__AUSGEWÄHLTER AUSZUG__:
- - - - - - -
Beben und Nachbeben

Von Wolfgang Nagorske

 

Das politische Bebenzentrum in Deutschland liegt gegenwärtig in Thüringen. Schon der Ausgang der Wahlen zum Thüringer Landtag vom Oktober des vergangenen Jahres offerierte eine schwierige Regierungsbildung. Die regierende Linkspartei legte weiter zu und kam auf 31 Prozent der Stimmen. Da aber die mitregierenden Parteien SPD und Grüne Stimmen verloren, reichte es nicht mehr zur Mehrheit. Da Sondierungen mit der CDU und der FDP scheiterten, konnte auch keine Minderheitsregierung gebildet werden. Das war die Stunde der Intriganten und Scharlatane. Aus der CDU hieß es, man könne die Linkspartei nicht in die Regierungsverantwortung bringen, weil sie die Wahl verloren habe. Diese Einschätzung verwundert, bei einem Verlust von rund 12 Prozent der Wählerstimmen in den Reihen der Christdemokraten. Dann kam das Meisterstück der AfD. Das politische Berlin brauchte nahezu 12 Stunden um ihr eigenes Debakel zu erkennen und noch einmal soviel Zeit, um zurück zu rudern. CDU und FDP hatten sich in den Fesseln ihres eigenen Demokratieverständnisses verfangen. Das Nachbeben droht die CDU zu zerreißen. Mit dem Rücktritt der Parteivorsitzenden, der es nicht gelang die Thüringer Christdemokraten auf Merkel-Linie zu bringen, wird es nicht getan sein. Aber was ist das auch für ein Demokratieverständnis, das den Wählern der beiden stärksten Parteien in Thüringen unterstellt, sie haben sich nicht im demokratischen Sinne verhalten. Nach Auffassung der CDU gibt es gute Wähler und böse Wähler und die Mehrheit der Thüringer sind nach den Wahlergebnissen böse Wähler. Dieses Denkschema gehört in das vergangene Jahrhundert oder es muss eine neue Definition von Demokratie her. Die deutsche Übersetzung des griechischen Demos kratos heißt Volksherrschaft. Wer etwas anderes möchte, der sollte aufhören von Demokratie zu reden.
- - - - - - -
__AUFGABENSTELLUNG__: Zähle alle politischen Parteien auf, die im Auszug über die Regierungsbildung in Thüringen mit Namen genannt werden. Die Zeilen haben mit dem Auszug nichts zu tun.

__AUFGEFÜHRTE ZEILEN__:
- - - - - - -
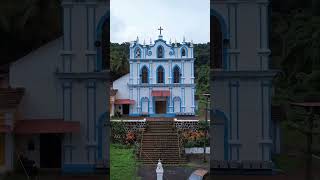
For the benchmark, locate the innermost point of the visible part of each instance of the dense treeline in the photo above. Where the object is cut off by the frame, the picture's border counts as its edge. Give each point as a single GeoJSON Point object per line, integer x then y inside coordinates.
{"type": "Point", "coordinates": [25, 25]}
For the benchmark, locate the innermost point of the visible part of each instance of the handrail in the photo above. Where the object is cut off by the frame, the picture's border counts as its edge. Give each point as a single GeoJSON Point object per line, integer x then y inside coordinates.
{"type": "Point", "coordinates": [141, 144]}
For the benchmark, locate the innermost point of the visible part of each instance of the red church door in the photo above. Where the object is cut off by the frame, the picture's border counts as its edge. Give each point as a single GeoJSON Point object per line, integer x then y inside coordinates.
{"type": "Point", "coordinates": [161, 107]}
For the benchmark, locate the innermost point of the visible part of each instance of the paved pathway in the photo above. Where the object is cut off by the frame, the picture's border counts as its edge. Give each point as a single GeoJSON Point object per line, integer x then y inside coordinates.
{"type": "Point", "coordinates": [171, 172]}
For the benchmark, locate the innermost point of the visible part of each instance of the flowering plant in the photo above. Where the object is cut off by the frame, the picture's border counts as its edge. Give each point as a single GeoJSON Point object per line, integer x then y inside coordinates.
{"type": "Point", "coordinates": [194, 138]}
{"type": "Point", "coordinates": [130, 138]}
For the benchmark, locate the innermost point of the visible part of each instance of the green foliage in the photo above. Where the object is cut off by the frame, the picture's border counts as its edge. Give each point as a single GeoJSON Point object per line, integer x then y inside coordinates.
{"type": "Point", "coordinates": [203, 125]}
{"type": "Point", "coordinates": [195, 139]}
{"type": "Point", "coordinates": [118, 132]}
{"type": "Point", "coordinates": [123, 163]}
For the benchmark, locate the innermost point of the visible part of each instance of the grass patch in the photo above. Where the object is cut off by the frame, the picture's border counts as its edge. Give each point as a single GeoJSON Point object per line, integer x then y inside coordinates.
{"type": "Point", "coordinates": [123, 163]}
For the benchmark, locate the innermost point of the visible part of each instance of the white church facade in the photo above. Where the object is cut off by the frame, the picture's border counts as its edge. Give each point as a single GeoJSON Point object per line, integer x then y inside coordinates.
{"type": "Point", "coordinates": [160, 82]}
{"type": "Point", "coordinates": [60, 120]}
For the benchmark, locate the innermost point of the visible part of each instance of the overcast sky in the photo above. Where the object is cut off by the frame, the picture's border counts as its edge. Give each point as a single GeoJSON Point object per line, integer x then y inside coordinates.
{"type": "Point", "coordinates": [142, 18]}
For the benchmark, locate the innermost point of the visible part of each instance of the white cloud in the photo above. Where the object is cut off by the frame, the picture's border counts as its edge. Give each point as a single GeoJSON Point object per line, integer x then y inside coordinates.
{"type": "Point", "coordinates": [132, 18]}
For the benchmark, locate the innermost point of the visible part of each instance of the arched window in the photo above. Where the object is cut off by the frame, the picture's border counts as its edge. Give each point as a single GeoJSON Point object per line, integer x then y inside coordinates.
{"type": "Point", "coordinates": [183, 52]}
{"type": "Point", "coordinates": [176, 74]}
{"type": "Point", "coordinates": [144, 75]}
{"type": "Point", "coordinates": [160, 52]}
{"type": "Point", "coordinates": [160, 75]}
{"type": "Point", "coordinates": [137, 53]}
{"type": "Point", "coordinates": [217, 44]}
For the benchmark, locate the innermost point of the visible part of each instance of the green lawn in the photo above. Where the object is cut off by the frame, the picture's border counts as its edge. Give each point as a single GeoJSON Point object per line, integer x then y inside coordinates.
{"type": "Point", "coordinates": [123, 163]}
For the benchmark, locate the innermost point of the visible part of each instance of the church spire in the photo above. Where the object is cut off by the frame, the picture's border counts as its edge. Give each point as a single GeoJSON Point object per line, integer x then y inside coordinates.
{"type": "Point", "coordinates": [160, 35]}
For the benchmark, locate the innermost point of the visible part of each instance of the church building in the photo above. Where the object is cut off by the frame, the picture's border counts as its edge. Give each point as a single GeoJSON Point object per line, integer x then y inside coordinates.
{"type": "Point", "coordinates": [160, 82]}
{"type": "Point", "coordinates": [54, 104]}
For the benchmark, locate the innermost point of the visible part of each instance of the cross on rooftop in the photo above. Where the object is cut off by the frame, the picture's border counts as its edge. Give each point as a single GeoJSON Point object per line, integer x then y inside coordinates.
{"type": "Point", "coordinates": [160, 29]}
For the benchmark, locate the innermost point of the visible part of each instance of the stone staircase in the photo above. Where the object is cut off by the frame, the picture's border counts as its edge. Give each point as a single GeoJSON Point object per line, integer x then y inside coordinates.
{"type": "Point", "coordinates": [160, 141]}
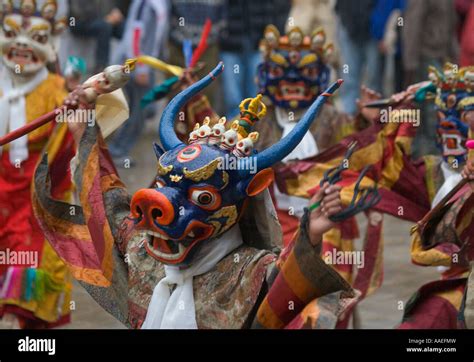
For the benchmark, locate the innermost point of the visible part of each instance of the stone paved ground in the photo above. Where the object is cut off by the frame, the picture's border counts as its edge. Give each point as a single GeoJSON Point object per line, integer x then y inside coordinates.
{"type": "Point", "coordinates": [377, 311]}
- - - - - - -
__LÖSUNG__: Linkspartei, SPD, Grüne, CDU, FDP, AfD